## Start Stored rows

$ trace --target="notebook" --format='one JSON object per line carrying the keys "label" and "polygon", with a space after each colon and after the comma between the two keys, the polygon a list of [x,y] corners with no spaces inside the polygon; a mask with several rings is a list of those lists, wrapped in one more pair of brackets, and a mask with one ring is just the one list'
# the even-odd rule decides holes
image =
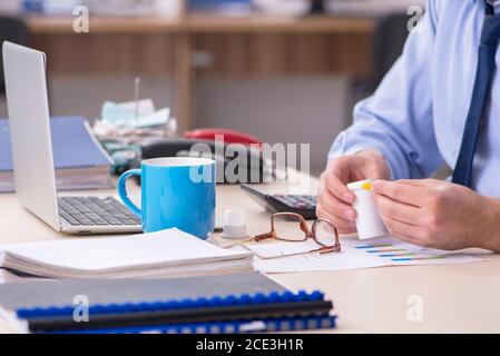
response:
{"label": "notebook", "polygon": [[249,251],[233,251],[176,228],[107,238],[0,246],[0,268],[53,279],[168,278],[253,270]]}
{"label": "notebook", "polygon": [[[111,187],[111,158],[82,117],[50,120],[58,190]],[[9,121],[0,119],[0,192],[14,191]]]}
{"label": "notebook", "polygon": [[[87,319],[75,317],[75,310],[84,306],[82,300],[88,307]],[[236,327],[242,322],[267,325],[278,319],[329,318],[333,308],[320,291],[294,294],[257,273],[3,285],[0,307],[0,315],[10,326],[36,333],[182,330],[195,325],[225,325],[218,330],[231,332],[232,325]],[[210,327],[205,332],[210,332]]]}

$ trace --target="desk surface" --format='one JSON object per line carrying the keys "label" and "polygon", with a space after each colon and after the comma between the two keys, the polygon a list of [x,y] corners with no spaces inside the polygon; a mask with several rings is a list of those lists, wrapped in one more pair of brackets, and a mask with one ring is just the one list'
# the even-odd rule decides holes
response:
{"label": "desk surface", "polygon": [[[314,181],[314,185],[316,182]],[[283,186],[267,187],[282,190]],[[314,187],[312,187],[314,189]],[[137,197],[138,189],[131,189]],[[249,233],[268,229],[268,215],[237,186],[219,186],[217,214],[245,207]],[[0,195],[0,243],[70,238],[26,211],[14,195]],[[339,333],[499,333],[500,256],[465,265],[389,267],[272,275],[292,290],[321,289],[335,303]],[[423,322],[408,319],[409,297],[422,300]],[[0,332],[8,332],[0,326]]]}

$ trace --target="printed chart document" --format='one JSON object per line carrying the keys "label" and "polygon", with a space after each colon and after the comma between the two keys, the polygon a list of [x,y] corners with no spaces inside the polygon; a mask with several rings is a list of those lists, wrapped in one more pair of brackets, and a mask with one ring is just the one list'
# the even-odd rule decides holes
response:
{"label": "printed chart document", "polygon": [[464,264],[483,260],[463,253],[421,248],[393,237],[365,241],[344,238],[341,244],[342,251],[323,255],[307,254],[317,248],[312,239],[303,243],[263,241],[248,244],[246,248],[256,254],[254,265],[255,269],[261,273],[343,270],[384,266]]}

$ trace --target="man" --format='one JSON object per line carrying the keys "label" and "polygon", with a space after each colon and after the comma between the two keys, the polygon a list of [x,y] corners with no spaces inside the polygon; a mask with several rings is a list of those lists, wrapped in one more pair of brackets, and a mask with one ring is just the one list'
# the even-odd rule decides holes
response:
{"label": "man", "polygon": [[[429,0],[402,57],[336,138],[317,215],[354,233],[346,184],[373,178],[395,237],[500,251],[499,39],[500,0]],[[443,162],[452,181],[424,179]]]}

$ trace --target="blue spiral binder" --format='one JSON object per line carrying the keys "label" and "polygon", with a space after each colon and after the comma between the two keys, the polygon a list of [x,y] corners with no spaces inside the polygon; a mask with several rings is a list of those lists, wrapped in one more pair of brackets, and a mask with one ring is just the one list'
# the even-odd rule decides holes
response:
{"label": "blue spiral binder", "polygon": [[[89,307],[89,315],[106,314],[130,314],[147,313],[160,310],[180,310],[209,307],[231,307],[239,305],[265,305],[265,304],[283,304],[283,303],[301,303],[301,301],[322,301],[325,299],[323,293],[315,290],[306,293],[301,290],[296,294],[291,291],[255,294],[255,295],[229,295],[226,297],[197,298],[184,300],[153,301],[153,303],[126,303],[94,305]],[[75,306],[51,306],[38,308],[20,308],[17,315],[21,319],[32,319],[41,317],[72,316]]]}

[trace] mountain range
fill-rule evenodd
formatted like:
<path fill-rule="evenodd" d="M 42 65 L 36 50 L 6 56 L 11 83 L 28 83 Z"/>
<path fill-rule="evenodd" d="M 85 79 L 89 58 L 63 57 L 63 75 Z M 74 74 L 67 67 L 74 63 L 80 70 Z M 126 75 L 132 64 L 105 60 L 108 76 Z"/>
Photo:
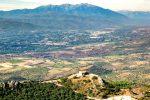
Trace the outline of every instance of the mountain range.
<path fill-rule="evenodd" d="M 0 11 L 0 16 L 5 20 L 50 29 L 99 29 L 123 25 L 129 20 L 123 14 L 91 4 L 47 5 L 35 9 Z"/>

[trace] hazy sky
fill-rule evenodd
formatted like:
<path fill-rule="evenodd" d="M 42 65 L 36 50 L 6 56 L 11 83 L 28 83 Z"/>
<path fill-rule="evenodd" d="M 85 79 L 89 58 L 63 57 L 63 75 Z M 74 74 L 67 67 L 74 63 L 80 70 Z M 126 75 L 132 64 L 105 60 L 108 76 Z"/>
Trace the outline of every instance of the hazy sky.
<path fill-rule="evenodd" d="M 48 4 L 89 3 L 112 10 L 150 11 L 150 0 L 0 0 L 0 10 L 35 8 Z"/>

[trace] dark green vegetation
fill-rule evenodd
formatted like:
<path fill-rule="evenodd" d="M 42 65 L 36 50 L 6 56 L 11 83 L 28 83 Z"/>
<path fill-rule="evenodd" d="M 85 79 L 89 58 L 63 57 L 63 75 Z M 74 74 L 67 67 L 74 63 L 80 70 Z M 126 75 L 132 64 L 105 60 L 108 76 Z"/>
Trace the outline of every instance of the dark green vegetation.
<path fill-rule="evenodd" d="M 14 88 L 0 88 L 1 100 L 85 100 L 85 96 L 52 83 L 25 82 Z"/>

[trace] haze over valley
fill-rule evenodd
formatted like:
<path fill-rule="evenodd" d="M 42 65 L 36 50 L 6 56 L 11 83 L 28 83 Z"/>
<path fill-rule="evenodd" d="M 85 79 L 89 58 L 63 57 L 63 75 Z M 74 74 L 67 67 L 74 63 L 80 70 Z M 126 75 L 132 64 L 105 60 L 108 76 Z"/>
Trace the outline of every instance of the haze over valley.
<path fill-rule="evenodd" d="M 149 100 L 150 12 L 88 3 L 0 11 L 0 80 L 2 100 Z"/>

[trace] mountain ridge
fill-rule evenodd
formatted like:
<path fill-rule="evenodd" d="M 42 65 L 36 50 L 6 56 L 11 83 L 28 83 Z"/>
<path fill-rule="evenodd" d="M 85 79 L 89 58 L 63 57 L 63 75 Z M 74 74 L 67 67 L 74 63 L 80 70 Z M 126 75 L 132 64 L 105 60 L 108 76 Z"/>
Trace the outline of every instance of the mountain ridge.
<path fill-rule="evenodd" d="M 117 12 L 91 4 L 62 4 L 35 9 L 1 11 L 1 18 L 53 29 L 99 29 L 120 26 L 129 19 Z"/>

## End Stored rows

#### [What you have to do]
Duplicate everything from the line containing "[trace] hazy sky" down to the line containing "149 100 L 150", with both of those lines included.

#### [Exercise solution]
[trace] hazy sky
fill-rule evenodd
formatted like:
<path fill-rule="evenodd" d="M 42 65 L 36 50 L 6 56 L 11 83 L 28 83 Z"/>
<path fill-rule="evenodd" d="M 85 79 L 89 58 L 63 57 L 63 75 Z M 74 74 L 67 67 L 74 63 L 80 70 Z M 126 75 L 132 64 L 105 60 L 108 76 Z"/>
Trace the outline of every instance of the hazy sky.
<path fill-rule="evenodd" d="M 48 4 L 89 3 L 112 10 L 150 11 L 150 0 L 0 0 L 0 10 L 35 8 Z"/>

[trace] dark green vegetation
fill-rule evenodd
formatted like:
<path fill-rule="evenodd" d="M 42 65 L 36 50 L 6 56 L 11 83 L 28 83 Z"/>
<path fill-rule="evenodd" d="M 85 79 L 89 58 L 63 57 L 63 75 Z M 74 74 L 67 67 L 74 63 L 80 70 Z M 126 75 L 132 64 L 105 60 L 108 76 Z"/>
Trace the outline of every instance of the dark green vegetation.
<path fill-rule="evenodd" d="M 14 88 L 0 88 L 1 100 L 85 100 L 85 96 L 52 83 L 25 82 Z"/>

[trace] haze over valley
fill-rule evenodd
formatted like:
<path fill-rule="evenodd" d="M 42 65 L 36 50 L 6 56 L 11 83 L 28 83 Z"/>
<path fill-rule="evenodd" d="M 85 79 L 89 58 L 63 57 L 63 75 Z M 74 74 L 67 67 L 74 63 L 80 70 Z M 126 75 L 132 64 L 105 60 L 108 76 Z"/>
Trace the outline of every instance of the haze over valley.
<path fill-rule="evenodd" d="M 149 100 L 150 12 L 88 3 L 0 11 L 0 80 L 2 100 Z"/>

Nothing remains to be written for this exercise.